**Directions**
This exercise calls for the records to be repeated in full, exactly as written.

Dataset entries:

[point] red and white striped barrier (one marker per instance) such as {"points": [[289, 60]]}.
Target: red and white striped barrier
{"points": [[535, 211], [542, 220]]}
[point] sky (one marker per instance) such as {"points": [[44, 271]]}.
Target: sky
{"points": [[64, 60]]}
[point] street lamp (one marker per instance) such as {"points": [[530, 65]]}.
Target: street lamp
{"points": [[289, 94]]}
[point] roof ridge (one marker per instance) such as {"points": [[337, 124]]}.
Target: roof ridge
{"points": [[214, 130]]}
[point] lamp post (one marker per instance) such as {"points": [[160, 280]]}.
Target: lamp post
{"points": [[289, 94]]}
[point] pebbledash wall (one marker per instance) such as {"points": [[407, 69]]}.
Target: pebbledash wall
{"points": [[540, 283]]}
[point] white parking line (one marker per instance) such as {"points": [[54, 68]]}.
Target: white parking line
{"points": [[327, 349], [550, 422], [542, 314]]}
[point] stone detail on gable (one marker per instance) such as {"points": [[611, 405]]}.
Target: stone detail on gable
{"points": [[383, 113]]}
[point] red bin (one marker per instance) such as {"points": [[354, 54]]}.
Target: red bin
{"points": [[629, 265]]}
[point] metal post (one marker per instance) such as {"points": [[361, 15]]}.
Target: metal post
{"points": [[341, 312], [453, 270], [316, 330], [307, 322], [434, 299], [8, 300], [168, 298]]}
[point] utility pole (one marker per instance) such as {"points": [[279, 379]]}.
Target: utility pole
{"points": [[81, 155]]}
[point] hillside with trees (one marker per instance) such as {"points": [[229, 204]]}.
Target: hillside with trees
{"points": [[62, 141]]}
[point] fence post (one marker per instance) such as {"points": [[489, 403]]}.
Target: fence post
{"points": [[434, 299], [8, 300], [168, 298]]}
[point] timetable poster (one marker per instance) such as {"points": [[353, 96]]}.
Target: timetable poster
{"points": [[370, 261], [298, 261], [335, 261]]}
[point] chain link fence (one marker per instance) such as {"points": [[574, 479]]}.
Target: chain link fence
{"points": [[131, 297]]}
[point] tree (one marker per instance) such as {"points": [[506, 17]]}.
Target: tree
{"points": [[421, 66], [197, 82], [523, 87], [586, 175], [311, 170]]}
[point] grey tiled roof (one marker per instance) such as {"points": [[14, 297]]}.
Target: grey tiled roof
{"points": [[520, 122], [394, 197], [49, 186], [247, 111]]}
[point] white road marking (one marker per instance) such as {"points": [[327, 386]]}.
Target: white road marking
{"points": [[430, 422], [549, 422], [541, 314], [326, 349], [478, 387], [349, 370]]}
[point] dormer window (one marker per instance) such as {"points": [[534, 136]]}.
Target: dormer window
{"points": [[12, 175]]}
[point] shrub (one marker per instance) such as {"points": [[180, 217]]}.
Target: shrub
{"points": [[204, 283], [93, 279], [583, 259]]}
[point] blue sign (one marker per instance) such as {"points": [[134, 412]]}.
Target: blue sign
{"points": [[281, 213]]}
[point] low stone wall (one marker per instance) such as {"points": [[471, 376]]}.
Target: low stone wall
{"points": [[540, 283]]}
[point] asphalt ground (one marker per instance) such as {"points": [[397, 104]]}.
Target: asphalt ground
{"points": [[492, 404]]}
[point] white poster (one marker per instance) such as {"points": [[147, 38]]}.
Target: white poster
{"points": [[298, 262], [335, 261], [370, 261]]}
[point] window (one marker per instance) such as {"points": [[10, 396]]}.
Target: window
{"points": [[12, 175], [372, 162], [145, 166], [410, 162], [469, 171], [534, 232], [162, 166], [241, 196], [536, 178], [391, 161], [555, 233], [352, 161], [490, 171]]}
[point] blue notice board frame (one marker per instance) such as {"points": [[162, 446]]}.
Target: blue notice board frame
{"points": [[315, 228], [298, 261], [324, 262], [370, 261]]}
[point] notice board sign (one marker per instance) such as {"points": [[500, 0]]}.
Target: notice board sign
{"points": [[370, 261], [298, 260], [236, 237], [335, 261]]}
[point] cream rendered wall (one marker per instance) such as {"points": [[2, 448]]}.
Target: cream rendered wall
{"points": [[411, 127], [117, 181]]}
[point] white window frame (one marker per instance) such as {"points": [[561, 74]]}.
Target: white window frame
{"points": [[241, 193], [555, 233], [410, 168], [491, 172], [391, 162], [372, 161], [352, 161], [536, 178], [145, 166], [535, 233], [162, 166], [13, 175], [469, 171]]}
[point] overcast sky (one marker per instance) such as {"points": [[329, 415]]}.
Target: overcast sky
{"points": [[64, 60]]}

**Task response**
[point] red and white striped barrier (one marker per instance) such as {"points": [[289, 60]]}.
Target: red and white striped barrier
{"points": [[535, 211], [542, 220]]}
[point] sky (one marker per instance) such as {"points": [[44, 271]]}.
Target: sky
{"points": [[64, 60]]}
[point] street lamp (one marker per instance) such as {"points": [[530, 65]]}.
Target: street lamp
{"points": [[289, 94]]}
[point] roof ridge (one marker per instance) such as {"points": [[337, 124]]}.
Target: roof ridge
{"points": [[214, 130]]}
[point] lamp post (one marker per instance) such as {"points": [[160, 280]]}.
Target: lamp post
{"points": [[289, 94]]}
[point] pebbledash wall (one marker per instance) such as {"points": [[407, 69]]}.
Target: pebbledash wall
{"points": [[540, 283]]}
[point] white parking line (one marker per instance) such as {"points": [[54, 68]]}.
Target: white parking line
{"points": [[327, 349], [550, 422], [542, 314]]}
[point] stone detail on gable (one marker per instance) such as {"points": [[611, 405]]}.
Target: stone detail on gable
{"points": [[383, 113]]}
[point] red bin (one marker per instance) such as {"points": [[354, 54]]}.
Target: red bin
{"points": [[629, 265]]}
[point] metal post (one marker per instance) such as {"points": [[361, 15]]}.
Target: metal post
{"points": [[341, 312], [453, 270], [316, 330], [307, 322], [434, 299], [8, 300], [168, 298]]}
[point] utility pole (one marker per instance) such as {"points": [[279, 379]]}.
Target: utility pole
{"points": [[81, 155]]}
[point] hillside with trees (one marker per instance) such as {"points": [[229, 204]]}.
Target: hillside with trees
{"points": [[62, 141]]}
[point] fence post (one marker per instance) such as {"points": [[489, 403]]}.
Target: fence post
{"points": [[434, 299], [8, 300], [168, 298]]}
[point] timetable poster (one marker per instance) such as {"points": [[353, 96]]}.
Target: timetable poster
{"points": [[370, 261], [298, 261], [335, 261]]}
[point] chain link fence (one marker per instance) such as {"points": [[574, 479]]}.
Target: chain link fence
{"points": [[131, 297]]}
[point] tree (one marker per instance) such as {"points": [[506, 17]]}.
Target: tree
{"points": [[421, 66], [197, 82], [523, 87], [586, 175], [311, 170]]}
[point] grey tiled roof (one marker per instance) such as {"points": [[14, 297]]}.
Target: grey tiled roof
{"points": [[520, 122], [394, 197], [49, 186], [247, 111]]}
[point] white road marking (one marker per instance) such as {"points": [[327, 386]]}.
Target: white road marking
{"points": [[430, 422], [549, 422], [541, 314], [326, 349], [478, 387], [349, 370]]}
[point] dormer window (one marker per instance) such as {"points": [[534, 136]]}.
Target: dormer window
{"points": [[12, 175]]}
[point] shrub (one marker per instance) such as {"points": [[180, 217]]}.
Target: shrub
{"points": [[204, 283], [93, 279], [583, 259]]}
[point] blue sign (one marker per instance) such as {"points": [[134, 412]]}.
Target: blue sign
{"points": [[281, 213]]}
[point] low stone wall (one marker per instance) such as {"points": [[471, 376]]}.
Target: low stone wall
{"points": [[540, 283]]}
[point] asphalt ground (one marker per instance) such as {"points": [[397, 104]]}.
Target: asphalt ground
{"points": [[492, 404]]}
[point] white poster (one marker per instance) such as {"points": [[147, 38]]}.
Target: white poster
{"points": [[298, 262], [335, 261], [370, 261]]}
[point] window (one marker per instance) such as {"points": [[10, 396]]}.
Target: window
{"points": [[12, 175], [372, 162], [145, 166], [410, 162], [469, 171], [534, 232], [162, 166], [241, 196], [536, 178], [391, 161], [555, 233], [352, 161], [490, 171]]}
[point] blue notice board frame (one marker per instance) such as {"points": [[162, 446]]}.
Target: blue notice board frame
{"points": [[315, 228], [298, 261], [324, 262], [370, 261]]}
[point] notice board sign (one marker per instance) such as {"points": [[500, 0]]}.
Target: notice board sign
{"points": [[370, 261], [298, 260], [236, 237], [335, 261]]}
[point] cream rendered wall (one marker per instance) such as {"points": [[2, 448]]}.
Target: cream rendered wall
{"points": [[411, 127], [117, 181]]}
[point] white window frame (one marker per instance) such as {"points": [[561, 74]]}.
Target: white window frame
{"points": [[241, 193], [555, 233], [410, 168], [491, 172], [391, 162], [372, 161], [352, 161], [536, 178], [145, 166], [535, 233], [162, 166], [13, 175], [469, 171]]}
[point] overcast sky (one marker per instance) such as {"points": [[329, 415]]}.
Target: overcast sky
{"points": [[64, 60]]}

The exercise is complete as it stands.